-------- RECORDS TO USE --------

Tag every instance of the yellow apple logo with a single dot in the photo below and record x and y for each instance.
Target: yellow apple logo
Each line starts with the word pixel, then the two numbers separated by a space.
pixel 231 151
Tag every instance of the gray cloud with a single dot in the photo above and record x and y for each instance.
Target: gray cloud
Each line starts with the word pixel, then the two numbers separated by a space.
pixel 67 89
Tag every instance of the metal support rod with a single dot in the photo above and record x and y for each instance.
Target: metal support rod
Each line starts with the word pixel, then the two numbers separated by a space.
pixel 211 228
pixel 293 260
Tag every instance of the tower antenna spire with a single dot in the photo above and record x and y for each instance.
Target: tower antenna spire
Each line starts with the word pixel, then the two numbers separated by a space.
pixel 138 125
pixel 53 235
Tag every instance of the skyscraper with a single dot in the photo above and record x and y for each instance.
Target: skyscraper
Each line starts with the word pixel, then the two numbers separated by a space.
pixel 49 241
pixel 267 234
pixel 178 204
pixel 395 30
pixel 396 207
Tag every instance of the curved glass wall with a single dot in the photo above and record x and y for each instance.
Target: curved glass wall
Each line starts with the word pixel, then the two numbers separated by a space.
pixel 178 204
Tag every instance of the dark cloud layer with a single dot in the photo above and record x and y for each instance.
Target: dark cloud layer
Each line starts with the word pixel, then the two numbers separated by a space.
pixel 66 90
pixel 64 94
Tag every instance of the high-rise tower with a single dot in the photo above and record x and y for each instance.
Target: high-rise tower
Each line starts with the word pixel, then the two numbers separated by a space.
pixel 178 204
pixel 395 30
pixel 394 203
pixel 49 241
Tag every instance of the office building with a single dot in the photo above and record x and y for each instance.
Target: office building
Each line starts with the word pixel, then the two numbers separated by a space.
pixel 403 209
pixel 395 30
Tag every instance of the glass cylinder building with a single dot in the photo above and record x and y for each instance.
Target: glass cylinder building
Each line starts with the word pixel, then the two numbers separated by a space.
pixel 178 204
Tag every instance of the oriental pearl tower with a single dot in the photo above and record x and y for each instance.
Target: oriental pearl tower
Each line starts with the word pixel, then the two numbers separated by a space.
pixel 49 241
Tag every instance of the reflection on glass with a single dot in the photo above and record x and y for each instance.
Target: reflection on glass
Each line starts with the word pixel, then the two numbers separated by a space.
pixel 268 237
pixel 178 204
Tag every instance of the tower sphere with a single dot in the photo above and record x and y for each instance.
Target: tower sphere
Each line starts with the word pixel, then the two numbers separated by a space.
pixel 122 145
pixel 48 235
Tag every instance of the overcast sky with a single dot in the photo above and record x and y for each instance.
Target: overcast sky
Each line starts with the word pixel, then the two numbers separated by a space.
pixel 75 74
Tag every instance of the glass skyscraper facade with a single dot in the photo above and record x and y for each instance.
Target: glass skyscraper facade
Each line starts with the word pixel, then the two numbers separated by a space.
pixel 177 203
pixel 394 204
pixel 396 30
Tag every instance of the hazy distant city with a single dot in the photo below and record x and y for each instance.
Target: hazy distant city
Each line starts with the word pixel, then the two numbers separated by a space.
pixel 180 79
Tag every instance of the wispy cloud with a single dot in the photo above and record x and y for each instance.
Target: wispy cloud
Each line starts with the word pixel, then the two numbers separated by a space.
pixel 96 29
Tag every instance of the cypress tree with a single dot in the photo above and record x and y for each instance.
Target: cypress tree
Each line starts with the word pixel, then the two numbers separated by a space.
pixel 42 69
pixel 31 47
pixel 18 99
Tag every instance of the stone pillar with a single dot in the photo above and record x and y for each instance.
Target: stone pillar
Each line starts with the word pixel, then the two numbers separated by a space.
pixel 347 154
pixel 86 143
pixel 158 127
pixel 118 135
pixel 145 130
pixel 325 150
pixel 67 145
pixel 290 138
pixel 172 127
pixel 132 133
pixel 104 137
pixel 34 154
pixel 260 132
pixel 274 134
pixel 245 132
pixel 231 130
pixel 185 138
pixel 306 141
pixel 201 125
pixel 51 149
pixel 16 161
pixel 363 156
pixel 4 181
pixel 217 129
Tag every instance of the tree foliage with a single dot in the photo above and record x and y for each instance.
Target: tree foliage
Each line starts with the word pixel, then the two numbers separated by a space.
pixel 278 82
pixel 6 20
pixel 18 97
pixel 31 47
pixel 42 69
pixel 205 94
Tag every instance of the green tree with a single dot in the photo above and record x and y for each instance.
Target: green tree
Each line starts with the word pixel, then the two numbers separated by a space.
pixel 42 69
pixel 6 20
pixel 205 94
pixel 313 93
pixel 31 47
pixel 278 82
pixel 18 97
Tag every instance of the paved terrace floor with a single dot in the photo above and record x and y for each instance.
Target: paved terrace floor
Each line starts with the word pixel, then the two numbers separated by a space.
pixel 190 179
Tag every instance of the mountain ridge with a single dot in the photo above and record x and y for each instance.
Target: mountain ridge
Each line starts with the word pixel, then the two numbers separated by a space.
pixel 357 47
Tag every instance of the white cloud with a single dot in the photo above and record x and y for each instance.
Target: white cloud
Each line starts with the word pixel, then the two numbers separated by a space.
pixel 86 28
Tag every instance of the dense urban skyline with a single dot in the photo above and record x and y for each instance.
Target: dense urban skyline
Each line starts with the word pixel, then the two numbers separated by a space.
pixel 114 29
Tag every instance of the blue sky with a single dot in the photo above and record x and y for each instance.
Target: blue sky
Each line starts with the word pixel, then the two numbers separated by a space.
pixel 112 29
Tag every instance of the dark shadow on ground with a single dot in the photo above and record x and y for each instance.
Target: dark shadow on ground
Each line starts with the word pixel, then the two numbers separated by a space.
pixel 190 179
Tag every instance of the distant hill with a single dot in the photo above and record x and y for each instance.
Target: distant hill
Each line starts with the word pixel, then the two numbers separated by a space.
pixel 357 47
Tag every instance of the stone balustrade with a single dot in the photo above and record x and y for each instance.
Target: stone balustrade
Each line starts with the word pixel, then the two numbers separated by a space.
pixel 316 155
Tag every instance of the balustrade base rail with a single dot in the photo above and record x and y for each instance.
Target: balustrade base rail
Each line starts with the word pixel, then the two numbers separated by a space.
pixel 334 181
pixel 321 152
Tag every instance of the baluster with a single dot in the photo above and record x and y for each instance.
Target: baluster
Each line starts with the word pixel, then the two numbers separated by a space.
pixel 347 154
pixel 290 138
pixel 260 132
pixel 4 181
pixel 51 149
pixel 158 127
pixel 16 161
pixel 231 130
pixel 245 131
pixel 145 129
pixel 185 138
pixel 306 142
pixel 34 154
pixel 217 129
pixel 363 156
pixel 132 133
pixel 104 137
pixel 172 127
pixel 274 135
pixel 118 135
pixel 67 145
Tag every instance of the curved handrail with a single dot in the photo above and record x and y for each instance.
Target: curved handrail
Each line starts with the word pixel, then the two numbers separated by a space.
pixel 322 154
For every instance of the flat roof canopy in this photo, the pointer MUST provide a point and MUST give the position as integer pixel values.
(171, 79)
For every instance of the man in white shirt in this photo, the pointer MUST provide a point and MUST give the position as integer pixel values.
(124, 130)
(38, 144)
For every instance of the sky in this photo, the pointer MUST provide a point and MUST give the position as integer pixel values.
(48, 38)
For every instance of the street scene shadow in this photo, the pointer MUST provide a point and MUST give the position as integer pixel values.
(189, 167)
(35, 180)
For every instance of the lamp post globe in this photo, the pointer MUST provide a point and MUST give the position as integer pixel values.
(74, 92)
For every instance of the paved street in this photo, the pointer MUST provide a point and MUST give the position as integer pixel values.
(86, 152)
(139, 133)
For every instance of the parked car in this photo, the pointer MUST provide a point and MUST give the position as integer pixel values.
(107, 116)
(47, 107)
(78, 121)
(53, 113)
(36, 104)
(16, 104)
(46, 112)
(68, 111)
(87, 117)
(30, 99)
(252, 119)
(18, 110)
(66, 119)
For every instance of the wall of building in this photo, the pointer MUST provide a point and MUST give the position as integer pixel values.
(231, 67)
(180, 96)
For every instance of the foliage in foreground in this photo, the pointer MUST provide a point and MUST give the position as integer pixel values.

--------

Take the records above and return, word for word, only the lines that fall from the line with "Tag every instance of the dense" to the line with "Target: blue sky", both of them included.

RESULT OF THIS TASK =>
Tag every instance of the dense urban skyline with a single dot in the photo above and record x and y for each instance.
Target: dense urban skyline
Each line starts with the word pixel, then the two numbers separated by a space.
pixel 114 29
Tag every instance of the blue sky with a single dot in the photo above and record x and y for each instance.
Target: blue sky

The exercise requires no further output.